What to produce
Output the following data verbatim, line for line, with no changes to wording, punctuation, or coordinate values.

Exercise input
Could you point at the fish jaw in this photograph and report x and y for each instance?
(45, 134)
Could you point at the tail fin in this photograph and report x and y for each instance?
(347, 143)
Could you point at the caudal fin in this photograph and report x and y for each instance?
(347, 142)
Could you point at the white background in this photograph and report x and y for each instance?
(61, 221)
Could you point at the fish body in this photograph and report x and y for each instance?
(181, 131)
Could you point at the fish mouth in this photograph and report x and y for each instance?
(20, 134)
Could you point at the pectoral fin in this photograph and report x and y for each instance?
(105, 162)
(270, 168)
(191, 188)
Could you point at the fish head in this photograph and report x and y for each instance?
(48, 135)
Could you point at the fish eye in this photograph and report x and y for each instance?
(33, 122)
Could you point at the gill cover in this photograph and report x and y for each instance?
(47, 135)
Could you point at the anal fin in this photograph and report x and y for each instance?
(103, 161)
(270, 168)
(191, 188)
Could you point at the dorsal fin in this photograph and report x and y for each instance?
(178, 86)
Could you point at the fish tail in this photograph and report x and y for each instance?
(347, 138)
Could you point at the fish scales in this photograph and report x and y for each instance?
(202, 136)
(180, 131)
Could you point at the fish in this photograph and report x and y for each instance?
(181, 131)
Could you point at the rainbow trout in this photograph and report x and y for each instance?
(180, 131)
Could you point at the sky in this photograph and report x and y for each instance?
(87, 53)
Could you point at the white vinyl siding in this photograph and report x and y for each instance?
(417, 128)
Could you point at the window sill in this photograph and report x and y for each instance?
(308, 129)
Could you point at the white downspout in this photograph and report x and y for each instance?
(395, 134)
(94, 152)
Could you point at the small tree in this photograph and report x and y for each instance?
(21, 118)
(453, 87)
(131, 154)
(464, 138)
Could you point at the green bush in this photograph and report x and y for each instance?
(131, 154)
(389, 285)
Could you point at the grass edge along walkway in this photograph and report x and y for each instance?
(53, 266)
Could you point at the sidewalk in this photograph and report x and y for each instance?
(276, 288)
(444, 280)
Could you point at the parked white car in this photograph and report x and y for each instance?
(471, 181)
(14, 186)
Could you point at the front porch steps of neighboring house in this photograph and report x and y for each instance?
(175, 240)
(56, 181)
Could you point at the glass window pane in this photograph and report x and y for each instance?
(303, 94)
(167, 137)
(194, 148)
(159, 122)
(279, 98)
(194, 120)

Solution
Could you point at the fish jaw in this photograph and report x and y for each instance?
(45, 134)
Could you point at the tail fin in this photograph and report x and y for each instance?
(347, 143)
Could you point at the caudal fin in this photograph and report x and y for each instance?
(347, 142)
Could you point at the white background in this photograph and report x and y for each instance?
(61, 221)
Could you point at the fish body in this photograph and report x and y for each instance?
(181, 131)
Could you point at the fish mouth in this photograph and report x and y for each instance?
(20, 134)
Could you point at the pectoral fin in this photograph and report x and y for each instance?
(105, 162)
(270, 168)
(191, 188)
Could you point at the fish head in this photograph and report x and y for each instance?
(48, 135)
Could you point at the fish eye in this photograph and report x and y for each instance?
(33, 122)
Could you point at the gill cover in this photograph and report x and y for each instance?
(47, 135)
Could you point at the anal fin in this photograph and report x and y for each instance?
(103, 161)
(270, 168)
(191, 188)
Could you point at the dorsal fin in this photograph and report x and y for each instance?
(178, 86)
Could you point at the fish tail in this photograph and report x and y for each instance?
(347, 138)
Could you point at the fish scales in this photograph and report x and y for each instance?
(202, 136)
(180, 131)
Could you point at the fish in this photograph and report x and y for each instance?
(181, 131)
Could you point at the rainbow trout in this photograph and report x and y for each instance?
(180, 131)
Could you point at the sky in this photograph and report x and y for each instance?
(87, 53)
Could you point at the white vinyl siding in this photograph and report x and y for each instance?
(417, 128)
Could you point at the window sill in this photograph and report x and y for each instance?
(308, 129)
Could you point at the white downspout in this photograph and report x and y for each instance?
(395, 134)
(94, 152)
Could you point at the small tree in this photograph and report x and y for each instance?
(21, 118)
(453, 87)
(131, 154)
(464, 138)
Could you point at the green bush in this photograph and report x and y for each instance?
(131, 154)
(389, 285)
Could you point at the grass edge along walkway in this photograph and report x and y for each instance?
(53, 266)
Could you point at the sidewalk in this photograph and report x and y for each instance?
(276, 288)
(444, 280)
Could you point at the parked white car in this photograph and report x and y for each instance?
(471, 181)
(14, 186)
Could you point at the front porch steps of neighboring house in this photograph and report x and y for each instance?
(175, 240)
(56, 181)
Could you point at the glass window pane in this photograph and report x and y for each instance?
(303, 94)
(167, 137)
(194, 148)
(159, 122)
(279, 98)
(194, 120)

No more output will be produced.